INSTRUCTIONS FOR THE TASK => All records that follow are to be restated exactly.

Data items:
--
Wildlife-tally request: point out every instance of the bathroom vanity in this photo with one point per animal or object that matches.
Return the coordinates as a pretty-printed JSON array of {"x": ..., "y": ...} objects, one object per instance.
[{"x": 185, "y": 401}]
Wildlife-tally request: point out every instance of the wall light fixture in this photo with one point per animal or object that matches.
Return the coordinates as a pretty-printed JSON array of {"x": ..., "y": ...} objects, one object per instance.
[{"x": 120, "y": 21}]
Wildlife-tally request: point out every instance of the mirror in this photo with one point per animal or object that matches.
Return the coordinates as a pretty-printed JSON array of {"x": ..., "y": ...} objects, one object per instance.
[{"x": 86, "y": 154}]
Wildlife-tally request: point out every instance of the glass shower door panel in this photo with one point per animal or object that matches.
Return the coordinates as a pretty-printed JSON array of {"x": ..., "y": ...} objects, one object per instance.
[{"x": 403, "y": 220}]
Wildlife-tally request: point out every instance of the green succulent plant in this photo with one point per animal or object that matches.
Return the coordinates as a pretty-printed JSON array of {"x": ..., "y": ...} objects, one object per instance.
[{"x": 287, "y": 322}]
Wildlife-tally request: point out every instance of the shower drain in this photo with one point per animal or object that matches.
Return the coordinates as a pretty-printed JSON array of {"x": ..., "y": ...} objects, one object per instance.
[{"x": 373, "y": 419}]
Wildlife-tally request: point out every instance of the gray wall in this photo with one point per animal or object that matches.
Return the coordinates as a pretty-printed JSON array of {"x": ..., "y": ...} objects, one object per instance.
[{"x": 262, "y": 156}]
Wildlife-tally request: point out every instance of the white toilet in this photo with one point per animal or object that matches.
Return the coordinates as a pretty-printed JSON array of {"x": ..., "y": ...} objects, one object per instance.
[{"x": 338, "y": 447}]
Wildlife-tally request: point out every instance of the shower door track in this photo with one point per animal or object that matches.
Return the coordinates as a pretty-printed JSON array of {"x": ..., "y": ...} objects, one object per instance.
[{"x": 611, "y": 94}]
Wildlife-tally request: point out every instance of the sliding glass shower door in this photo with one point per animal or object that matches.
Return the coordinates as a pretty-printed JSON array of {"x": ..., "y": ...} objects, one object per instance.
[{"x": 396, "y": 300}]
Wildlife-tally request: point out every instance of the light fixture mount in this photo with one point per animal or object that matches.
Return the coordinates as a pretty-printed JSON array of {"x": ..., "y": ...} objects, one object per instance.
--
TASK OUTPUT =>
Wildlife-tally request: point out every instance of the bathroom vanity in this photo with one point per animal or object that matches.
Return the coordinates as a pretty-printed JSON array of {"x": ..., "y": ...} objects, one object per instance.
[{"x": 185, "y": 401}]
Wildlife-tally request: point out every instance of the wall light fixture in this photo with one point per animal or object that matches.
Return the coordinates as a pretty-printed JSON array of {"x": ..., "y": ...} objects, one object per instance.
[{"x": 120, "y": 21}]
Wildlife-tally request: point out every instance of the mirror in this photo with one point per animal or object that matches.
Return the coordinates as a pretty-printed JSON array of {"x": ..., "y": ...} objects, one object per instance.
[{"x": 86, "y": 154}]
Wildlife-tally request: point out every instance of the glass shower door panel in this photo with one point per animal or object that matches.
Return the coordinates as a pretty-printed JSON array of {"x": ..., "y": ...} objects, one object per instance.
[{"x": 403, "y": 220}]
Wildlife-tally request: point out every instance of the green succulent plant in this photo with one point per animal or object that matches.
Return the coordinates as a pretty-printed JSON array of {"x": ..., "y": ...} objects, one object per instance.
[{"x": 287, "y": 322}]
Wildlife-tally request: point out every instance of the shower drain in this photo with one point per animal or object that matches.
Return the coordinates as a pretty-printed JSON array of {"x": ..., "y": ...} objects, one object per instance.
[{"x": 373, "y": 419}]
Wildlife-tally request: point out every instance of the gray wall in this photo with one point per animal or object that matches.
Return the coordinates as a pretty-printed JSON array of {"x": ..., "y": ...} objects, one object per instance.
[{"x": 262, "y": 156}]
Wildlife-tally request: point out every instance of the white toilet in this photo with one point per animal or object that matches.
Return the coordinates as a pretty-printed JSON array of {"x": ..., "y": ...} objects, one object per instance.
[{"x": 338, "y": 447}]
Wildlife-tally request: point out every instance of the shower door track in this photo with one point per animal or object that matches.
Return the coordinates as a pretty-printed JSON array of {"x": ..., "y": ...} objects, one object per instance.
[{"x": 611, "y": 94}]
Wildlife-tally request: point out every instance of the sliding glass shower door in this photo with one point per animal or object that matches.
Return the coordinates as a pretty-printed JSON array of {"x": ..., "y": ...} objects, one object per instance.
[{"x": 396, "y": 300}]
Wildlife-tally request: point out every instance of the light fixture mount in this photo with one point per animal or object that matches.
Return the coordinates as a pretty-printed JSON array of {"x": ..., "y": ...} objects, one object per instance.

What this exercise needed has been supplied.